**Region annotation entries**
++++++++++++++++++++

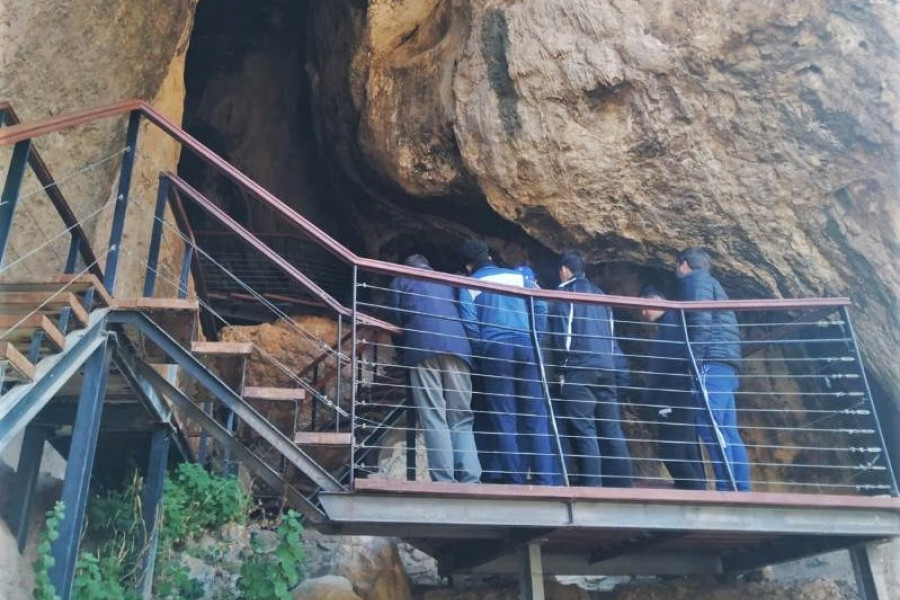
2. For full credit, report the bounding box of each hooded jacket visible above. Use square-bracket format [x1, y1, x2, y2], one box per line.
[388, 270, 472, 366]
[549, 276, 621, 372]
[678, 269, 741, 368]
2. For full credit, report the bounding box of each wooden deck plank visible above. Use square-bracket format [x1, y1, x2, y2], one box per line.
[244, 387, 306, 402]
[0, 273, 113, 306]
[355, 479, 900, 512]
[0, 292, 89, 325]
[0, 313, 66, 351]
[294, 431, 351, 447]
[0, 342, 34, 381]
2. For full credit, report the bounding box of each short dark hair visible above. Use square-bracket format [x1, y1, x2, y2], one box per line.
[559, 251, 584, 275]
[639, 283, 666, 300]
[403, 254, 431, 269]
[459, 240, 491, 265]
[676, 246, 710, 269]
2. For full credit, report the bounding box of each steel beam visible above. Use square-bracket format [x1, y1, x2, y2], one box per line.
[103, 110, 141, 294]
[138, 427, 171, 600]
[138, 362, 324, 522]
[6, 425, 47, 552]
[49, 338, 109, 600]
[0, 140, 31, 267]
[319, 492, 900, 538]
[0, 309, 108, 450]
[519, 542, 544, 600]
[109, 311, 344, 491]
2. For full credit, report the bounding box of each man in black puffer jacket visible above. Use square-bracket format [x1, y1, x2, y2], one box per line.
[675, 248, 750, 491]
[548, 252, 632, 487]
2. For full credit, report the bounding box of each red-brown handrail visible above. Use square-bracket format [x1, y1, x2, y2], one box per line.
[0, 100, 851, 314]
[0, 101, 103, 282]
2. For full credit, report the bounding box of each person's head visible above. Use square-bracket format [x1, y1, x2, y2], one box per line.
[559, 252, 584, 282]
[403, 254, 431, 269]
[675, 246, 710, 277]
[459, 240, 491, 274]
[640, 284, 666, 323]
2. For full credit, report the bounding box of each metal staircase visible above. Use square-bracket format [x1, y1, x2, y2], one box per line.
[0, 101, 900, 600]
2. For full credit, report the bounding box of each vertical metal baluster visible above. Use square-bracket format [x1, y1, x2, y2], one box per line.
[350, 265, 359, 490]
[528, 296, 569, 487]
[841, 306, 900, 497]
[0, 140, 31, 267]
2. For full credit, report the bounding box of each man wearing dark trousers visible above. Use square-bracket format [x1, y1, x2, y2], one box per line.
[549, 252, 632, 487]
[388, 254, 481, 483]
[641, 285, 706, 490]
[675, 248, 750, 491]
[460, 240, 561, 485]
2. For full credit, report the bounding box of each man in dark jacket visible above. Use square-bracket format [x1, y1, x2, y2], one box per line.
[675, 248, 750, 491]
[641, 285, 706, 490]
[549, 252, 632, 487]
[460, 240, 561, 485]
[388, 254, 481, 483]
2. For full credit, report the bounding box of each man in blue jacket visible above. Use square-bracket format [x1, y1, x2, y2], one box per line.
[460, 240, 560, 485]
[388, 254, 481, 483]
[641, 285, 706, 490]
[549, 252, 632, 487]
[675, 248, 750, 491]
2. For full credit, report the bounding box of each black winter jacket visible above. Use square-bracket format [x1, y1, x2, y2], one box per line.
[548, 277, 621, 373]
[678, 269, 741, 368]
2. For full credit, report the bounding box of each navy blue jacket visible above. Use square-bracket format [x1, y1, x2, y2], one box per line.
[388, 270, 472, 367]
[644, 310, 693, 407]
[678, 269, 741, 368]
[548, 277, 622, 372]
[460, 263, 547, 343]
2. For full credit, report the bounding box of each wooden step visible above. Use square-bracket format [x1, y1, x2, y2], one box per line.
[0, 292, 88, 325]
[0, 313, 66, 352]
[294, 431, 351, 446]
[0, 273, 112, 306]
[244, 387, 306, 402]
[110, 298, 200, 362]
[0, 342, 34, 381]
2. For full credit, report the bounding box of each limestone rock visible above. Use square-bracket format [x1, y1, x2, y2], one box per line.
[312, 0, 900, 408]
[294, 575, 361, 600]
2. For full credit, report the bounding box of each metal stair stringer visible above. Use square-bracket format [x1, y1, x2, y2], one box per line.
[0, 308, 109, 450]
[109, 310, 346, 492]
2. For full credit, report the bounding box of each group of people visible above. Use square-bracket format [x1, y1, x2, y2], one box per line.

++++++++++++++++++++

**Given request**
Pull out each line of the items above that contains the word "metal".

**Result of this task**
2. For full credit, report the bounding box of each metal staircase visible above. Use square-bracket format [x1, y1, x2, y2], one box per line.
2. For full credit, report the bounding box of each vertical metal baluster visible above. Use square-bracket format [x1, y1, x2, y2], one box per line.
2. For full credit, report the bounding box of each metal stair stringer visible above. Use square-bracket format [x1, y1, x2, y2], one box per line.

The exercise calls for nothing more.